> _Reading passage_
Since 2019, those concerns seem more real than ever. War of the Spark and Modern Horizons gave us a glimpse of what was possible and Throne of Eldraine and Theros Beyond Death confirmed this as the new standard.

Ikoria: Lair of Behemoths is taking Magic design to unclaimed territory.

When looking for homes for new cards, we start by asking what deckbuilding incentives and restrictions they impose. Some of these are explicit – Setessan Champion wants you to play enchantments! – and some are harder to tease out – Fires of Invention is obviously powerful but it’s not immediately clear how to unlock that power. The mana system also defines these choices – Goblin Chainwhirler is a straightforward card but competes with colorless utility lands or strong commitments to other colors.

In the big picture, some broad truths have survived decades of experiments and changing design philosophies. You want to play the minimum number of cards required in a format; you want to play the maximum number of copies of your most powerful or synergistic cards; you want to have good ways to use your mana at most spots on the curve. Lutri, the Spellchaser and the rest of this cycle from Ikoria: Lair of Behemoths force us to challenge even these most fundamental assumptions.

Without this game-breaking new mechanic, Lutri is still a fine card that deserves consideration. There’s a lot going on even in its more mundane text. The hybrid mana cost opens doors that are closed to a traditionally multicolor Izzet card – other color pairs that include red rarely have enough cheap or high-impact spells to want this effect, but Azorius, Simic, and Dimir all have interest in a flash threat that can double up their removal or interaction.

> _Stated task_
Repeat the stretch of the Magic card design passage from "Since 2019, those" through "to other colors." word for word. The lines that come next are from an unrelated source.

> _Data supplied_
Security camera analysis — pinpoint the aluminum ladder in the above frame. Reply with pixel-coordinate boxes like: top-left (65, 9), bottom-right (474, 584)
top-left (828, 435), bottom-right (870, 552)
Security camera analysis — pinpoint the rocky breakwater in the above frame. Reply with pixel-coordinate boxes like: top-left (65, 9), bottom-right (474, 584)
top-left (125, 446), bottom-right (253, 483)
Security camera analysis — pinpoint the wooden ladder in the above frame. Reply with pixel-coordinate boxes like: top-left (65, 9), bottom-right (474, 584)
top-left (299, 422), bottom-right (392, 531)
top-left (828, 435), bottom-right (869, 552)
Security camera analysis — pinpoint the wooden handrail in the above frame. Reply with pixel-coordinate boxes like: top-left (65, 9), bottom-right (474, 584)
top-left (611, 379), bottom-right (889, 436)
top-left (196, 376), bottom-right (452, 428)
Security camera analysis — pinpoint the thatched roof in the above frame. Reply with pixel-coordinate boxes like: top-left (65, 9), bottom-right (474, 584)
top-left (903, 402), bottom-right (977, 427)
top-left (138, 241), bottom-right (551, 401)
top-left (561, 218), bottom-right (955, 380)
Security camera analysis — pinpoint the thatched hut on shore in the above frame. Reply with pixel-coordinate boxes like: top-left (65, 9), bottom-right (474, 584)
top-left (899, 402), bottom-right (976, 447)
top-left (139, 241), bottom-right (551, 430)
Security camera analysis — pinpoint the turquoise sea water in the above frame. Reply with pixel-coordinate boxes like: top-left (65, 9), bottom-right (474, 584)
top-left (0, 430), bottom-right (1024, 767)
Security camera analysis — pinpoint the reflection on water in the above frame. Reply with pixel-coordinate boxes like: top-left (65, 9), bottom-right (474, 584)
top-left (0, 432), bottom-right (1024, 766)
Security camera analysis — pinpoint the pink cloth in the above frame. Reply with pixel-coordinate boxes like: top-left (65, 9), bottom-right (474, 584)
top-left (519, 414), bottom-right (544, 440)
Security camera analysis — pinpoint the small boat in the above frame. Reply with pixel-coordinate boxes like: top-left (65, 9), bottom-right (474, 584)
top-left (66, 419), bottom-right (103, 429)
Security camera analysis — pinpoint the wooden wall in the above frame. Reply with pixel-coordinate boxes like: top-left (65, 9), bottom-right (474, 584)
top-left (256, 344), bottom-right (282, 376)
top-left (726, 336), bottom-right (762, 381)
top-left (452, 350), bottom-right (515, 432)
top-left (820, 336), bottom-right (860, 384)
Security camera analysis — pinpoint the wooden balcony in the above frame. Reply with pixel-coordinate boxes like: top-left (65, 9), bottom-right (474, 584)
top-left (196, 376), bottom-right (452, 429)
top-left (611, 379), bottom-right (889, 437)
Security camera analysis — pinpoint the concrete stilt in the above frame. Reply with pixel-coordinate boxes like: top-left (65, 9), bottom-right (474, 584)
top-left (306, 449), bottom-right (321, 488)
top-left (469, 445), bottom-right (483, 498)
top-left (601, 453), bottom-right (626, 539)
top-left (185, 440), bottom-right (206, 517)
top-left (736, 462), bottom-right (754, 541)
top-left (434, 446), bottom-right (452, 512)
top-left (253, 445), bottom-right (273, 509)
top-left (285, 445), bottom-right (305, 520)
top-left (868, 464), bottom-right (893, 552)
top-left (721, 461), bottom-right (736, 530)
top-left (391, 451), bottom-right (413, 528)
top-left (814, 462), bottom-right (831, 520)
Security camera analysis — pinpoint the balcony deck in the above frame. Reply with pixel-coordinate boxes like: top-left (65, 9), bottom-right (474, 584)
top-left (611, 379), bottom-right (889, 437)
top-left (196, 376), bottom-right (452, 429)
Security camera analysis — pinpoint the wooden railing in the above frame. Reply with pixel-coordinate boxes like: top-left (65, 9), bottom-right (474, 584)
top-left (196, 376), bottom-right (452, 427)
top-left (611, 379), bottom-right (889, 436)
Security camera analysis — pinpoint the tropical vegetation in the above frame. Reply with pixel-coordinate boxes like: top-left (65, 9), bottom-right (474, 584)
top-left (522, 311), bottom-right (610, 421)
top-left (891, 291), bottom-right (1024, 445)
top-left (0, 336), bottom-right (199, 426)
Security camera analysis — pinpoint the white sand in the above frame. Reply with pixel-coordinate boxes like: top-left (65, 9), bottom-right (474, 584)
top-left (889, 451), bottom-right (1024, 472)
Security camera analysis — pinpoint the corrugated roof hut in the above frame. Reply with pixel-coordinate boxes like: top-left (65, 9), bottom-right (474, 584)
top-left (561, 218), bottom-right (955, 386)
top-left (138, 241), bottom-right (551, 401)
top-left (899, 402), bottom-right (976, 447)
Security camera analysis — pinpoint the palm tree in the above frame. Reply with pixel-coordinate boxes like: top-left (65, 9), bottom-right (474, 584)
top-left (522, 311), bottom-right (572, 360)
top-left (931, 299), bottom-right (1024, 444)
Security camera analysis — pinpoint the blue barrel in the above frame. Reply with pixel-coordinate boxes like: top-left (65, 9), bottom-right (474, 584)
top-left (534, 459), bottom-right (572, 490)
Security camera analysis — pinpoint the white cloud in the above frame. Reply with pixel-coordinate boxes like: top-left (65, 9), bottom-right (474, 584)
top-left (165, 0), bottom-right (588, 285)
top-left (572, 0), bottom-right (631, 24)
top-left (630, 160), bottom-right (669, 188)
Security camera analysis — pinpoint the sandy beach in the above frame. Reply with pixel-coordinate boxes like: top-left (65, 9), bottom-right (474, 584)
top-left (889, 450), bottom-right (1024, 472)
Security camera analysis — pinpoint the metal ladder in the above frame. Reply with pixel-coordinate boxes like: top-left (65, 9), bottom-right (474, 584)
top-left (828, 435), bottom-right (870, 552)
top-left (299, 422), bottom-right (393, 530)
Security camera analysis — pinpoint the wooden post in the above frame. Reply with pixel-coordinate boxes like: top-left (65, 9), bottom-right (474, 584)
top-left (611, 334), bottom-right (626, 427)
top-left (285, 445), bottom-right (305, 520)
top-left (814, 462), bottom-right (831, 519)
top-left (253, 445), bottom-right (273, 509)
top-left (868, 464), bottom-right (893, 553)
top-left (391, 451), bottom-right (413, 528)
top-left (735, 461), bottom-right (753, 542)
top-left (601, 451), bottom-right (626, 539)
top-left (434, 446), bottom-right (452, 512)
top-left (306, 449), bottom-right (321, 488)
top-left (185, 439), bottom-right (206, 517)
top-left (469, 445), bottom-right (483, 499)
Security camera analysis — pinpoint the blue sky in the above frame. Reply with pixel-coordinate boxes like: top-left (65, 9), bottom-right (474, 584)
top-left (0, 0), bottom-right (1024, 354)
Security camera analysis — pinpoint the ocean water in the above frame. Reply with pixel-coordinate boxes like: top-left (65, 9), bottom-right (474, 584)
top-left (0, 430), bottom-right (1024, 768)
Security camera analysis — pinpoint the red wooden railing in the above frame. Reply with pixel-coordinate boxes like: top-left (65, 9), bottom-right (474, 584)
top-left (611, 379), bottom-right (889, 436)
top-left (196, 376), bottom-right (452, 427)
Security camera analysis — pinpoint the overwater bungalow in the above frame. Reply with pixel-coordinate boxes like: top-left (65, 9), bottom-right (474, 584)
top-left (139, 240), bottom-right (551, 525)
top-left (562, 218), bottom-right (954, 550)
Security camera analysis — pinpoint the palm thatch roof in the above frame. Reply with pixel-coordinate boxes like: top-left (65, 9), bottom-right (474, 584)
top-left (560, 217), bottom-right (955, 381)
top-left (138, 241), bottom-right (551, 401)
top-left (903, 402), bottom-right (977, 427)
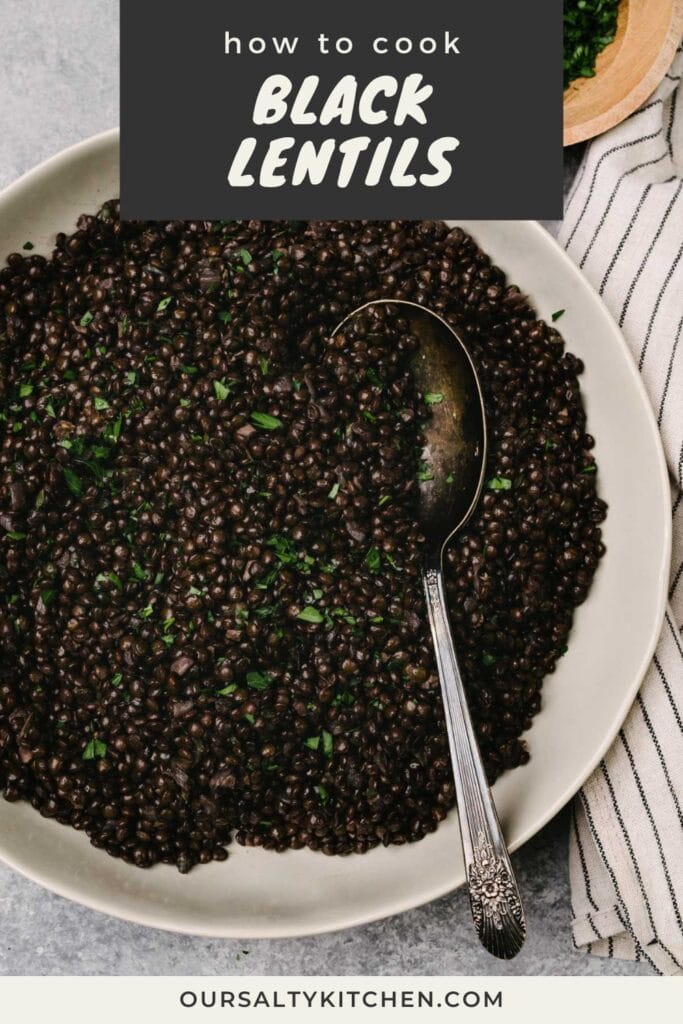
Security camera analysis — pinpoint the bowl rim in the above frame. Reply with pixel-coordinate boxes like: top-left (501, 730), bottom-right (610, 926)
top-left (0, 128), bottom-right (672, 939)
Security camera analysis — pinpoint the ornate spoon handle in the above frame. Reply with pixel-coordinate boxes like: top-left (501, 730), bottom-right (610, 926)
top-left (423, 567), bottom-right (526, 959)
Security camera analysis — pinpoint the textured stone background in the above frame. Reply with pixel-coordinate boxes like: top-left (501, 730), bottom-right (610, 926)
top-left (0, 0), bottom-right (644, 976)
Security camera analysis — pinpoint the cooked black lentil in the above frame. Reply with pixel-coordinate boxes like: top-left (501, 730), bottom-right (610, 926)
top-left (0, 209), bottom-right (605, 871)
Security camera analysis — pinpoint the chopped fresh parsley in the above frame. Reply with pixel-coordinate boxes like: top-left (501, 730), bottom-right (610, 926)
top-left (247, 672), bottom-right (272, 690)
top-left (81, 737), bottom-right (106, 761)
top-left (366, 548), bottom-right (382, 572)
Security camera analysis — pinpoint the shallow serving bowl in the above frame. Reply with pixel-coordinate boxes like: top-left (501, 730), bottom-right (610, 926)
top-left (0, 132), bottom-right (671, 938)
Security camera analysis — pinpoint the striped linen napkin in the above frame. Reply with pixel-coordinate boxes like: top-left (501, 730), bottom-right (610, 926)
top-left (558, 48), bottom-right (683, 974)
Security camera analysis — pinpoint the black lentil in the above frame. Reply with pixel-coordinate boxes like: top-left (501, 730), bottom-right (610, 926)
top-left (0, 209), bottom-right (605, 871)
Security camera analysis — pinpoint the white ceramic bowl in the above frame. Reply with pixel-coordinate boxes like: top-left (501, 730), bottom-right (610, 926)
top-left (0, 132), bottom-right (671, 938)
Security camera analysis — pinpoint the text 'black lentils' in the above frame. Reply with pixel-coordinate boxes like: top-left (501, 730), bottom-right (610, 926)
top-left (0, 209), bottom-right (605, 871)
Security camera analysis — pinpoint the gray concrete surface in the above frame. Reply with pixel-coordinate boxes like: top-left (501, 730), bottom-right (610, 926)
top-left (0, 0), bottom-right (645, 976)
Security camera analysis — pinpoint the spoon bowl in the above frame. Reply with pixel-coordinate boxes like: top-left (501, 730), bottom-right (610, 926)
top-left (335, 299), bottom-right (526, 959)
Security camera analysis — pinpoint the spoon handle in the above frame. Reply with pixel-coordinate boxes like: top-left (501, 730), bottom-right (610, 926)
top-left (423, 567), bottom-right (526, 959)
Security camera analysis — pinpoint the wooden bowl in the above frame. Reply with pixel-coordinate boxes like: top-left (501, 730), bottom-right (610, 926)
top-left (564, 0), bottom-right (683, 145)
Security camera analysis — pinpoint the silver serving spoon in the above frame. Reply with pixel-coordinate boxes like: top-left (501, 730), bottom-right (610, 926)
top-left (335, 299), bottom-right (526, 959)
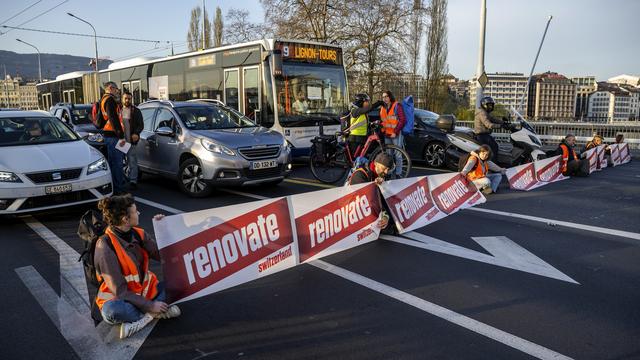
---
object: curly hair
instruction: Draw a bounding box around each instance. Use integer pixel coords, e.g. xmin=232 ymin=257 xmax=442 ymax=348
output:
xmin=98 ymin=194 xmax=135 ymax=226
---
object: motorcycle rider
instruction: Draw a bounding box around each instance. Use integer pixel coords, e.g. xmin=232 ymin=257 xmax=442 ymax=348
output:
xmin=473 ymin=96 xmax=505 ymax=162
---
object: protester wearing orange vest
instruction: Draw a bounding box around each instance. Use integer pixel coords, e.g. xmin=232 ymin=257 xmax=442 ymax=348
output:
xmin=556 ymin=134 xmax=589 ymax=176
xmin=100 ymin=81 xmax=126 ymax=194
xmin=380 ymin=90 xmax=406 ymax=177
xmin=94 ymin=195 xmax=180 ymax=339
xmin=461 ymin=145 xmax=507 ymax=194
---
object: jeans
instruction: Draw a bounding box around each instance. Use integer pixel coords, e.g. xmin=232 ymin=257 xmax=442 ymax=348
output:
xmin=101 ymin=283 xmax=165 ymax=325
xmin=473 ymin=173 xmax=502 ymax=192
xmin=127 ymin=144 xmax=138 ymax=183
xmin=104 ymin=137 xmax=124 ymax=194
xmin=384 ymin=131 xmax=404 ymax=176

> _The reply_
Since 2019, those concerns seem more real than ever. War of the Spark and Modern Horizons gave us a glimpse of what was possible and Throne of Eldraine and Theros Beyond Death confirmed this as the new standard.

Ikoria: Lair of Behemoths is taking Magic design to unclaimed territory.

When looking for homes for new cards, we start by asking what deckbuilding incentives and restrictions they impose. Some of these are explicit – Setessan Champion wants you to play enchantments! – and some are harder to tease out – Fires of Invention is obviously powerful but it’s not immediately clear how to unlock that power. The mana system also defines these choices – Goblin Chainwhirler is a straightforward card but competes with colorless utility lands or strong commitments to other colors.